> _GIVEN TEXT_:

The Case: McClenahan v. Cooley , 806 S.W.2d 767 (Tenn. 1991).
The Basic Facts: Plaintiff brought a wrongful death action against Defendant after Defendant's car was stolen and a high-speed chase with police ensued, and ended when the thief collided with a vehicle driven by Plaintiff's wife, killing her and Plaintiff's children. The Defendant had left his keys in his car's ignition and entered a bank before the car was stolen.
The Bottom Line:
- "This Court thereafter granted the Plaintiff's Rule 11 application for permission to appeal to decide the issue of whether a jury should be allowed to determine the issues of proximate cause and intervening cause in cases such as this where the keys are left in the ignition of an automobile that is stolen and ultimately involved in an accident a short time later." 806 S.W.2d at 770.
- "This Court is of the opinion that the approach taken by the substantial (and growing) number of jurisdictions representing the minority view is the approach that should be taken in Tennessee, in part, because principles of common law negligence long established in this state provide a sufficient analytical framework to dispose of cases with fact patterns similar to the one presented in this appeal. First, it is axiomatic that in order for there to be a cause of action for common law negligence, the following elements must be established: (1) a duty of care owed by the defendant to the plaintiff; (2) conduct falling below the applicable standard of care amounting to a breach of that duty; (3) an injury or loss; (4) causation in fact; and (5) proximate, or legal, cause. See Lindsey v. Miami Dev. Corp., 689 S.W.2d 856, 858 (Tenn. 1985); Shouse v. Otis, [448 S.W.2d 673 (Tenn. 1969)]; Ruth v. Ruth, [372 S.W.2d 285 (Tenn. 1963)]. Our opinions have recognized that proximate causation is the 'ultimate issue' in negligence cases. Lancaster v. Montesi, [390 S.W.2d 217, 220 (Tenn. 1965)]; Roberts v. Robertson CountyBd. of Ed., 692 S.W.2d 863, 871." Id. at 774.

> _LISTED ENTRIES_:
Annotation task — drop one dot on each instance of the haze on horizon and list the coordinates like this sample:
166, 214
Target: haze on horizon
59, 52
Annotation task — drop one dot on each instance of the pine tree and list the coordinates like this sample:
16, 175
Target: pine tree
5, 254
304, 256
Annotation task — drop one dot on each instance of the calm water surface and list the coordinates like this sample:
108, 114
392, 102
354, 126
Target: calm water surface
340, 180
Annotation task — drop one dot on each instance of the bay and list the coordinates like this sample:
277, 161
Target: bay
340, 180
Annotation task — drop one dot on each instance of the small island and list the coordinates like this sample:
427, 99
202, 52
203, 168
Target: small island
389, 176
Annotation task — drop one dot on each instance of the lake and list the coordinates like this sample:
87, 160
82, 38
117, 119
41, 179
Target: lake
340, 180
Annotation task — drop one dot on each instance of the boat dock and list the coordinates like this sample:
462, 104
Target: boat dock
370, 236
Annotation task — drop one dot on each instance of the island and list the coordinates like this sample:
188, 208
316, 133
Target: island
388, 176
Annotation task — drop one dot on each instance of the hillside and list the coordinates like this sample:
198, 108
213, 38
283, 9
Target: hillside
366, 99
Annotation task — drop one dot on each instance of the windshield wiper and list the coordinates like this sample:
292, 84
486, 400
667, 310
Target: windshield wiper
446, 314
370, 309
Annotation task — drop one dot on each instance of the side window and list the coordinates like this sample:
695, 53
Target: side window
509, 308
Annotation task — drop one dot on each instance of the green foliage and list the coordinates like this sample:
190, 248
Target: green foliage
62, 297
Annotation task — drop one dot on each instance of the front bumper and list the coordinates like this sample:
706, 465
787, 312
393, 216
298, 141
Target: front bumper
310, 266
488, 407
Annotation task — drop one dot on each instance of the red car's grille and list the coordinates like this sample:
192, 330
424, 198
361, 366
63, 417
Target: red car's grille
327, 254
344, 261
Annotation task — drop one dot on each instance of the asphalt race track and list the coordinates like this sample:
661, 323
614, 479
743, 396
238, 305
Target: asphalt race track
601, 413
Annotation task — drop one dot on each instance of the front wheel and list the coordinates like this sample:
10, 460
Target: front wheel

> _COMPLETE THE FOLLOWING_:
**A)** According to the case summary, what did the defendant do after leaving his keys in his car's ignition?
**B)** Reproduce the passage of the case summary starting at "The Case: McClenahan" and ending at "car was stolen.".

> _SOLUTIONS_:
**A)** He entered a bank.

**B)**
The Case: McClenahan v. Cooley , 806 S.W.2d 767 (Tenn. 1991).
The Basic Facts: Plaintiff brought a wrongful death action against Defendant after Defendant's car was stolen and a high-speed chase with police ensued, and ended when the thief collided with a vehicle driven by Plaintiff's wife, killing her and Plaintiff's children. The Defendant had left his keys in his car's ignition and entered a bank before the car was stolen.